## Excerpt
§ §
'Ace of Cakes' star Duff Goldman gives the 'skinny' on Los Angeles indulgences

Last year, Baltimore's "Ace Of Cakes" star Duff Goldman added more layers to his rising confectionary empire, founding Charm City Cakes West and Duff's Cake Mix in Los Angeles.

Strategically centered near the world's most prominent movie and television studios and the city's swankiest neighborhoods, Goldman caters to L.A. 's famously extravagant (and often half-baked) personalities, who relentlessly challenge him to take his cakes to the next tier. And when the Food Network's baking alchemist is not commuting coast to coast, he serves as a culinary ambassador for the American Chef Corps, a government initiative assembled to trade culinary techniques with chefs around the world.


We managed to persuade Goldman to take a break from cake to share his favorite sweet spots around Los Angeles.

You have two enterprises in Los Angeles: Charm City Cakes West and also Duff's Cakemix. What is Cakemix?


It's a do-it-yourself bakery where people can come and learn how to what I do, create custom cakes. …. Essentially, we invite them to play with food. People are amazed to discover that pretty often, they actually can work with one of us.

Where are the shops?

They're right next door to each other in West Hollywood. We put a bunch of windows in the wall so people in Cakemix can see into Charm City Cakes and watch us work.

What made you choose West Hollywood for the location?

It's central, and it's nice being on Melrose [Avenue], there's a lot of good traffic.

Good traffic? That sounds like an oxymoron in Los Angeles.

[Laughs.] Yeah, well, it's a really cool neighborhood with a lot of great stuff happening.
§ §
## Data

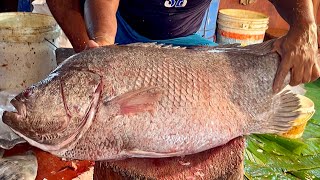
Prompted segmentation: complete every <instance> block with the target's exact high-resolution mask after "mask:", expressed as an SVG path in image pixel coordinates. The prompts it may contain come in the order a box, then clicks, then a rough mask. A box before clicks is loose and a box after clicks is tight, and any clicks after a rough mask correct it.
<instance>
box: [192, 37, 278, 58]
mask: <svg viewBox="0 0 320 180" xmlns="http://www.w3.org/2000/svg"><path fill="white" fill-rule="evenodd" d="M274 41H275V40H274V39H272V40H269V41H265V42H262V43H259V44H252V45H248V46H239V44H225V45H219V46H209V47H201V46H200V47H199V46H195V47H190V48H188V49H195V50H201V51H208V52H211V53H219V52H230V53H247V54H253V55H266V54H268V53H271V52H272V50H273V43H274Z"/></svg>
§ §
## Activities
1. In the Duff Goldman interview, how is the American Chef Corps described?
2. Retype the passage of the Duff Goldman interview from "You have two" to "oxymoron in Los Angeles.".

## Task-by-task results
1. It is a government initiative assembled to trade culinary techniques with chefs around the world.

2.
You have two enterprises in Los Angeles: Charm City Cakes West and also Duff's Cakemix. What is Cakemix?


It's a do-it-yourself bakery where people can come and learn how to what I do, create custom cakes. …. Essentially, we invite them to play with food. People are amazed to discover that pretty often, they actually can work with one of us.

Where are the shops?

They're right next door to each other in West Hollywood. We put a bunch of windows in the wall so people in Cakemix can see into Charm City Cakes and watch us work.

What made you choose West Hollywood for the location?

It's central, and it's nice being on Melrose [Avenue], there's a lot of good traffic.

Good traffic? That sounds like an oxymoron in Los Angeles.